■ **Aufgaben**:
1. Nenne alle Künstler, deren Werke im Text über Venedig erwähnt werden.
2. Ändere im Text über Venedig die Passage zwischen „Tonale Zentren, die“ und „anderen ihrer Zentren.“ einschließlich, indem du „Modell“ durch „Schema“ ersetzt.
3. Fasse den Text über Venedig in zwei Sätzen zusammen.

■ **Dokumenttext**:
>>>>

Tonale Zentren, die an sich alle gleich sind, werden nur im Kontext belebt, individualisiert,
als Teil des Systems, und nur zusammen mit der Bewegung (Atem, Maß, Veränderung) der
Form und Individualität des Materials (Themen, Texturen als komplexe Einheiten bzw. ideale
Wesen).
Mit einem oberflächlichen polyzentrischen Modell (alle Zentren drehen sich um jedes und
um alle) könnte man dies vielleicht durchaus illustrieren, und die beste verbale Formel
stammt von Nikolaus von Kues: Eine Kugel, deren Zentrum überall und ihre Peripherie nirgends
ist.
Sich mit dem Modell unmittelbar auseinandersetzen, es verstehen, kann man nur entweder
beim Musizieren (Spielen, Hören oder Komponieren), oder sich in dem durchsichtigen Labyrinth
Venedig bewegend, unter der Anziehungskraft des einen oder anderen ihrer Zentren.
1. Das intime, warme, unoffizielle Zentrum Venedigs scheint mir die Kirche San Giacomo
dall’orio zu sein (eventuel „des Lorbeers“), mit ihren beiden fremden Säulen, die so -
scheinbar beliebig - die Farbenskala erfrischen, mit der alten hölzernen Decke, die in dieser
Kirche besonders überzeugend das Gefühl vermittelt, wir wären hier tief im Inneren eines
Schiffs zu sein. Die Strahlen des verklärten Kruzifix von Paolo Veneziano, das in der Mitte
hängt, scheinen alle Antlitze in allen venezianischen Kirchen zu beleuchten… Einen kleinerer
Kreis bilden die Arbeiten von Palma Giovane, dessen Werke praktisch in jeder Kirche zu
finden sind: in San Giacomo kann man seine besten Bilder sehen, die dem Schrecklichen
gewidmet sind -, darunter das Martyrium des heiligen Laurentius (eine Art „Subdominante“
im Bezug auf Tizians - Palmas Lehrers - Laurentius aus der Jesuiten-Kirche). Und die zentrale
Achse, die diese Kirche mit zwei anderen quasi direkt verbindet, ist das Altarbild von
Lorenzo Lotto (es scheint, die Bilder von Palma spiegeln Lottos existenziellen Kummer wider).
Eine Sacra conversazione - voller Kummer und Spannung, wo die Blicke der Protagonisten
sich in einem Kreis bewegen, in dem sich auch der Blick des Zuschauers - als eine
Vollendung der Komposition - mit eingeschossen ist. Der Heilige Andreas drückt sein Kreuz
an sich, fast angstvoll, als Schutz von dem sich nahernden Gewitter; der Horizont ist bedrohlich
hoch, und das Kind scheint gleich von dem Schoß der Jungfrau abzurutschen.

<<<<

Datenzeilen
>>>>

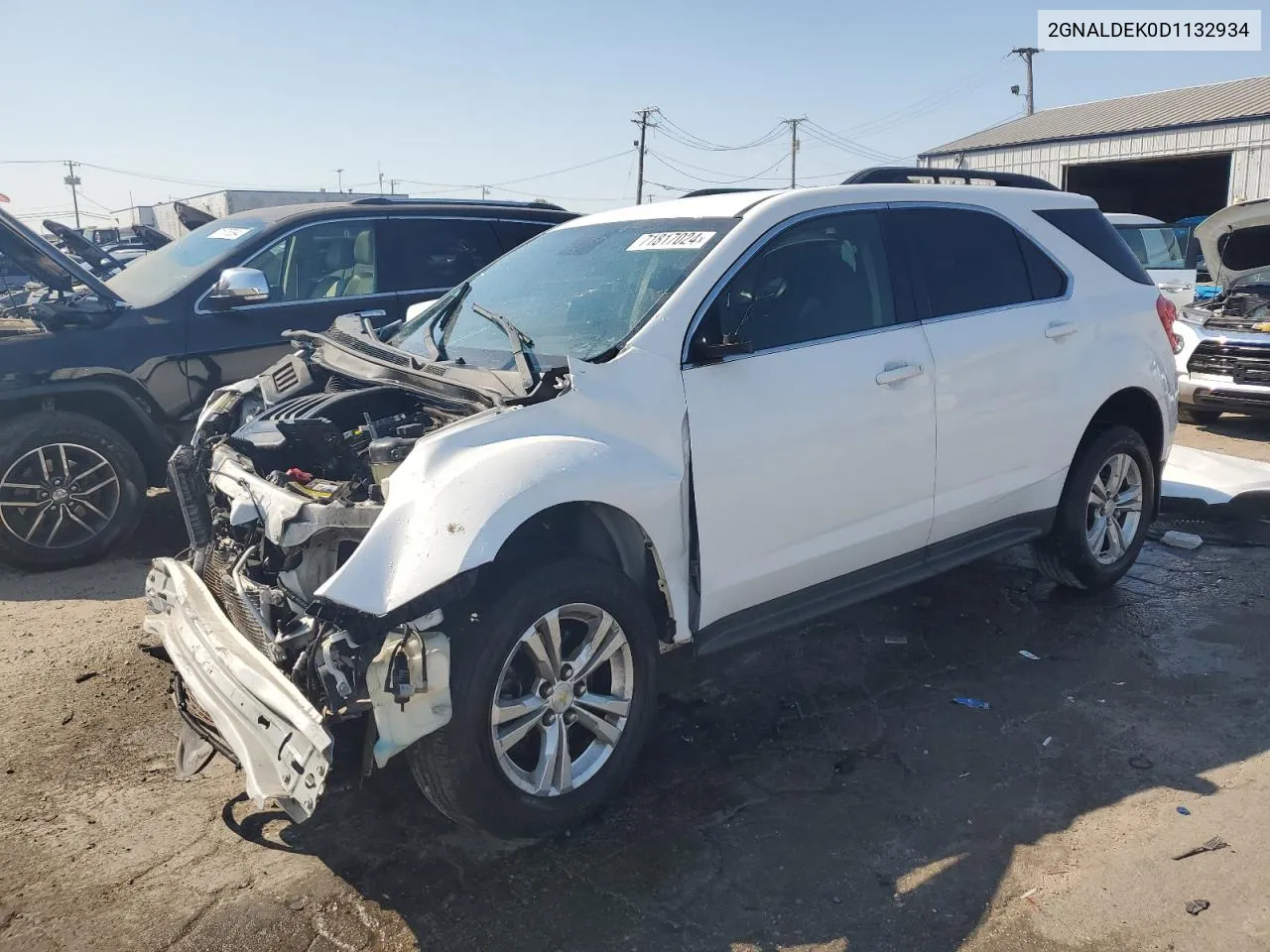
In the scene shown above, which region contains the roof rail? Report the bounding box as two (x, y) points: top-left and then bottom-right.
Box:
(680, 187), (772, 198)
(349, 195), (566, 212)
(842, 165), (1060, 191)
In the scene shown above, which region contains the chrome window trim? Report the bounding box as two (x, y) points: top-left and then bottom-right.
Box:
(194, 212), (556, 314)
(680, 202), (899, 371)
(886, 202), (1076, 326)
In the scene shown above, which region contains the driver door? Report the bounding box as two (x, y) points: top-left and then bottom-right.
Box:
(190, 218), (400, 407)
(684, 210), (935, 629)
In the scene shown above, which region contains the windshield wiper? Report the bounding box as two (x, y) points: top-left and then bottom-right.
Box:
(419, 281), (472, 361)
(472, 303), (539, 396)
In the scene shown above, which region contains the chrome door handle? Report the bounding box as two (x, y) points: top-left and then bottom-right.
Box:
(874, 363), (922, 387)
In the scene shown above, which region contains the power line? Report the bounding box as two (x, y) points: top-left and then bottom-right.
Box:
(649, 151), (785, 185)
(658, 110), (784, 153)
(631, 105), (661, 204)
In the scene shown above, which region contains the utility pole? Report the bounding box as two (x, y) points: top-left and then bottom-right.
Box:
(1010, 46), (1045, 115)
(781, 115), (807, 187)
(631, 105), (661, 204)
(63, 159), (80, 228)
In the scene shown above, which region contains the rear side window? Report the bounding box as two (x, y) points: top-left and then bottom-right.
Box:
(1015, 232), (1067, 300)
(1036, 208), (1155, 285)
(494, 221), (552, 251)
(899, 208), (1036, 317)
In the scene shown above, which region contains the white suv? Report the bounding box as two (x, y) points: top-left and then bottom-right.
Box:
(146, 171), (1178, 835)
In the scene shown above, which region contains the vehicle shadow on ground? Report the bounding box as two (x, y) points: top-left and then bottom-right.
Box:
(248, 545), (1270, 949)
(0, 491), (190, 602)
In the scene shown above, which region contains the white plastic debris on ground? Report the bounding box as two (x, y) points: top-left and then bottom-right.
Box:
(1161, 445), (1270, 505)
(1160, 531), (1204, 548)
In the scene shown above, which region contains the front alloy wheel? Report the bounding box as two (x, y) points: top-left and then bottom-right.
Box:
(0, 410), (146, 568)
(0, 443), (121, 549)
(1084, 453), (1142, 565)
(490, 603), (635, 797)
(408, 557), (658, 837)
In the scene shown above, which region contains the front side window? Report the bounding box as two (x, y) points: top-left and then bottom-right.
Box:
(698, 212), (895, 350)
(105, 214), (271, 307)
(241, 221), (377, 303)
(390, 218), (736, 369)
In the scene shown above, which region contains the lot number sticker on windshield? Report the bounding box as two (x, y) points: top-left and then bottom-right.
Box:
(626, 231), (716, 251)
(207, 226), (251, 241)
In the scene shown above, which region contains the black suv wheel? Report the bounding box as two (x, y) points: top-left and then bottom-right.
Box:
(0, 412), (146, 568)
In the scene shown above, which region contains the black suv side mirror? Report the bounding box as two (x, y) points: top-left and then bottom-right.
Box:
(207, 268), (269, 311)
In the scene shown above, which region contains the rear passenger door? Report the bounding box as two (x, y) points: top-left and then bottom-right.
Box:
(894, 205), (1092, 544)
(385, 216), (503, 314)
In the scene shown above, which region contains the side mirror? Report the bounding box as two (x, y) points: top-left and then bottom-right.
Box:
(207, 268), (269, 309)
(690, 337), (754, 364)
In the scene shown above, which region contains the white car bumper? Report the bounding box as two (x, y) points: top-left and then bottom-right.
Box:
(144, 558), (332, 822)
(1174, 321), (1270, 414)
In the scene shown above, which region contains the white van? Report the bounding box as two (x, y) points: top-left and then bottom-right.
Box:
(1107, 212), (1195, 308)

<<<<

■ **Lösungen**:
1. Paolo Veneziano, Palma Giovane, Tizian, Lorenzo Lotto

2.
Tonale Zentren, die an sich alle gleich sind, werden nur im Kontext belebt, individualisiert,
als Teil des Systems, und nur zusammen mit der Bewegung (Atem, Maß, Veränderung) der
Form und Individualität des Materials (Themen, Texturen als komplexe Einheiten bzw. ideale
Wesen).
Mit einem oberflächlichen polyzentrischen Schema (alle Zentren drehen sich um jedes und
um alle) könnte man dies vielleicht durchaus illustrieren, und die beste verbale Formel
stammt von Nikolaus von Kues: Eine Kugel, deren Zentrum überall und ihre Peripherie nirgends
ist.
Sich mit dem Schema unmittelbar auseinandersetzen, es verstehen, kann man nur entweder
beim Musizieren (Spielen, Hören oder Komponieren), oder sich in dem durchsichtigen Labyrinth
Venedig bewegend, unter der Anziehungskraft des einen oder anderen ihrer Zentren.

3. Tonale Zentren werden nur im Kontext, als Teil des Systems, belebt und individualisiert, was sich mit einem polyzentrischen Modell und mit der Formel des Nikolaus von Kues von einer Kugel veranschaulichen lässt, deren Zentrum überall und deren Peripherie nirgends ist. Als intimes, warmes, unoffizielles Zentrum Venedigs erscheint die Kirche San Giacomo dall’orio mit ihrer alten hölzernen Decke, dem Kruzifix von Paolo Veneziano, Bildern von Palma Giovane und dem Altarbild von Lorenzo Lotto.